Work to complete
Exactly reproduce the entries, dropping any pictures from your copy.
======== Data shown
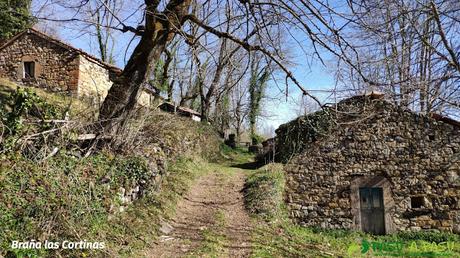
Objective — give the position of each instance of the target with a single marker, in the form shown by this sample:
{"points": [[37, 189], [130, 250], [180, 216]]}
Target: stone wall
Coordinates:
{"points": [[412, 157], [93, 80], [56, 68]]}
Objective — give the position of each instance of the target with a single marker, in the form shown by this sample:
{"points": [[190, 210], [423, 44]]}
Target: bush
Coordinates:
{"points": [[65, 198], [264, 191]]}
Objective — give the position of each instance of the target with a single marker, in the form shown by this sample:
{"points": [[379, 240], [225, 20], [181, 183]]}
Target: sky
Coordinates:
{"points": [[277, 108]]}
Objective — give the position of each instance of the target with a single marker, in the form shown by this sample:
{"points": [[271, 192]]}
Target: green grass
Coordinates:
{"points": [[264, 191], [64, 199], [231, 156], [214, 239]]}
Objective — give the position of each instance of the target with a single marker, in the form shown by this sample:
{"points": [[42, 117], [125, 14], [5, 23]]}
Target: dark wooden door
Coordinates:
{"points": [[372, 210]]}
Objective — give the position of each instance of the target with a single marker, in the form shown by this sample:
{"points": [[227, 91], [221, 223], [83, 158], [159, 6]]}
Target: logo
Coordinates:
{"points": [[402, 249]]}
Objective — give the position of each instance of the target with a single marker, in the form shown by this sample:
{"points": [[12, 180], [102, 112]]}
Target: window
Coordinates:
{"points": [[417, 202], [29, 70]]}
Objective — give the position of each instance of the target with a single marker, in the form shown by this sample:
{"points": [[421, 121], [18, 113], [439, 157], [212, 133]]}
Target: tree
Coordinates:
{"points": [[14, 17], [257, 84], [409, 49], [250, 26]]}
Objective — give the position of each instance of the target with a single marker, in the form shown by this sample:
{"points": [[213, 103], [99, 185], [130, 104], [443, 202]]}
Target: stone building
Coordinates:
{"points": [[33, 58], [379, 169]]}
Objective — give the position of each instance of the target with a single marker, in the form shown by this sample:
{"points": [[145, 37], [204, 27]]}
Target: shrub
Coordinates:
{"points": [[264, 191]]}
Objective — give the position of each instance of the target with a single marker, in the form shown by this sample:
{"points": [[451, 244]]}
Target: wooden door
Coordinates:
{"points": [[372, 210]]}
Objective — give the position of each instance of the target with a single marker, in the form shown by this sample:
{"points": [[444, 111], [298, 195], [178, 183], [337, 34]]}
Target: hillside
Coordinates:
{"points": [[54, 189]]}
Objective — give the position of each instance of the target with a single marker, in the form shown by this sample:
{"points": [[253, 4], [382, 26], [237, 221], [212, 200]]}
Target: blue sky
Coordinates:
{"points": [[278, 110]]}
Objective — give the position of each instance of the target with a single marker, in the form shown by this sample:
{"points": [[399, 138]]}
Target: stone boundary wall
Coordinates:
{"points": [[56, 68], [416, 156]]}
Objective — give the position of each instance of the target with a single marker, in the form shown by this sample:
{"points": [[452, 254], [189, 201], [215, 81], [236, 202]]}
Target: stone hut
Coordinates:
================
Exercise answer
Objective — give the position of each instance of the target with a single marker, in the form shown by this sample:
{"points": [[37, 189], [130, 250], [180, 216]]}
Target: stone wall
Coordinates:
{"points": [[412, 157], [93, 80], [56, 68]]}
Objective — give the position of each instance of the target with a single marker, in the form shown by this sample:
{"points": [[190, 210], [423, 44]]}
Target: bush
Coordinates:
{"points": [[65, 198], [264, 191]]}
Objective — give the position of each instance of the target with a single marker, in the form shown by this sample:
{"points": [[379, 240], [225, 20], [181, 183]]}
Target: sky
Coordinates:
{"points": [[277, 108]]}
Objective — give the position of each instance of the target with a single marker, in the form shown by this sample:
{"points": [[271, 192]]}
Target: green grass
Coordinates:
{"points": [[264, 191], [64, 199], [231, 156], [214, 239]]}
Objective — give the position of each instance of the target with a single marker, in the form shown by this sample:
{"points": [[42, 117], [125, 14], [5, 23]]}
Target: dark wooden door
Coordinates:
{"points": [[372, 210]]}
Objective — give the position of each instance of the target with a single marker, in the form shown by this sample:
{"points": [[227, 91], [221, 223], [83, 158], [159, 6]]}
Target: logo
Coordinates:
{"points": [[402, 249]]}
Objective — give the position of each instance of the target with a single marker, in the form shown by this sample:
{"points": [[12, 180], [102, 112]]}
Target: window
Coordinates:
{"points": [[417, 202], [29, 70]]}
Objective — give the position of each instance of the target with a single marker, in the form shown by this sample:
{"points": [[421, 121], [18, 113], [439, 157], [212, 133]]}
Target: tree
Coordinates:
{"points": [[14, 17], [257, 84], [409, 49], [250, 26]]}
Objective — give the position of each instance of the target with a single marker, in the form shown by this sample:
{"points": [[213, 103], [99, 185], [130, 104], [443, 202]]}
Target: stone building
Coordinates:
{"points": [[33, 58], [379, 169]]}
Objective — give the position of each instance of the target with a single marker, in the form shown by this sample:
{"points": [[145, 37], [204, 27]]}
Target: shrub
Coordinates:
{"points": [[264, 191]]}
Objective — give the position of each instance of the target with a single marker, in the form shown by this sample:
{"points": [[451, 244]]}
Target: wooden door
Coordinates:
{"points": [[372, 210]]}
Objective — give the position of each instance of the target with a single marker, in the form shown by this sample:
{"points": [[444, 111], [298, 195], [178, 183], [337, 34]]}
Target: hillside
Coordinates:
{"points": [[54, 189]]}
Objective — give the position of each instance of the target with a single marker, in the form shown by this sample:
{"points": [[253, 4], [382, 26], [237, 221], [212, 200]]}
Target: blue sky
Coordinates:
{"points": [[278, 110]]}
Objective — give the position of each instance of the target with a single marker, in the form shown by this sample:
{"points": [[399, 138]]}
Target: stone boundary wall
Coordinates:
{"points": [[56, 68], [416, 156]]}
Objective — give the position of each instance of the target with a single marker, in the form shown by this sample:
{"points": [[452, 254], [189, 201], [215, 81], [236, 202]]}
Target: stone hut
Coordinates:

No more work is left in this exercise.